● **Problem to work on**:
Transcribe, word for word, the portion of the dementia article below that begins at "This teamed with" and continues through "gender and ethnicity.".

● **Excerpted passage**:
—————
Dementia diagnosis at a 'record high': Here's how to spot the signs

NHS figures released show that the degenerative condition is at an all time high. [Photo: Getty]

NHS figures show that nearly 454,000 people aged 65 and over have been given a formal diagnosis of dementia in England.

That's an increase of 7% in the last three years and an overall record of diagnoses.

The rise in cases of the degenerative condition are said to be because of an ageing population, an NHS spokesperson said.

This teamed with a drive to detect the disease earlier are both contributing to the rise in people with dementia.

According to Alzheimer's Research UK, half of UK adults are not able to detect key risk factors.

Unchangeable factors of the condition include: age, genetics, gender and ethnicity.

But, according to The Alzheimer's Society, there are also a large number of modifiable risk factors, including smoking, physical activity, traumatic head injury, diet, type 2 diabetes, high blood pressure and poor childhood education.

Dementia is the leading cause of death in Britain. Care for dementia patients costs the country around £26 billion each year, according to Alzheimer's Research UK.
—————
● **Entries supplied**:
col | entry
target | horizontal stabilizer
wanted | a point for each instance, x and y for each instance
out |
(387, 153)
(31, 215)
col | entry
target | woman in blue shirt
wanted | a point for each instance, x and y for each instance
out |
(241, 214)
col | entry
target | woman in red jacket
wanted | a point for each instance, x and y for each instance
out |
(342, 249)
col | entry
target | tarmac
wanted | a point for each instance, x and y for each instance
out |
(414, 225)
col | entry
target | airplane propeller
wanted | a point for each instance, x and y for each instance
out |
—————
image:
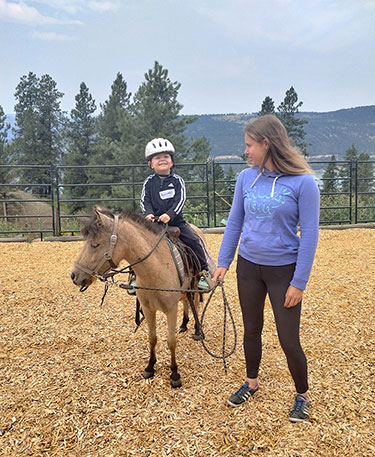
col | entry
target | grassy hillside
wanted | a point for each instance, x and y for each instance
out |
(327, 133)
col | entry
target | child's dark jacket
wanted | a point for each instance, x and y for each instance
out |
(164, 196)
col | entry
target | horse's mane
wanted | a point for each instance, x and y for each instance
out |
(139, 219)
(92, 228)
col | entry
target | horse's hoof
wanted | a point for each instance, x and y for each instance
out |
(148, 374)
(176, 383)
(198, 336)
—————
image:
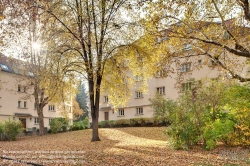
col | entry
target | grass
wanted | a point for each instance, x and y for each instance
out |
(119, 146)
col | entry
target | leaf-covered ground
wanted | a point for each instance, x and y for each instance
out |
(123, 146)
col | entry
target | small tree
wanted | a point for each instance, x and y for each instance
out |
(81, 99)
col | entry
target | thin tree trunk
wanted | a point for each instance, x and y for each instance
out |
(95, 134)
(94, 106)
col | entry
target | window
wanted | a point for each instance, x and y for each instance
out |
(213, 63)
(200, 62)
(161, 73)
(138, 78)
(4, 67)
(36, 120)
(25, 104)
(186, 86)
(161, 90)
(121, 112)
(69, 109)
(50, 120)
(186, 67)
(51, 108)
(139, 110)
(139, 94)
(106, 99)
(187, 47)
—————
● **Response**:
This teamed with a drive to detect the disease earlier are both contributing to the rise in people with dementia.

According to Alzheimer's Research UK, half of UK adults are not able to detect key risk factors.

Unchangeable factors of the condition include: age, genetics, gender and ethnicity.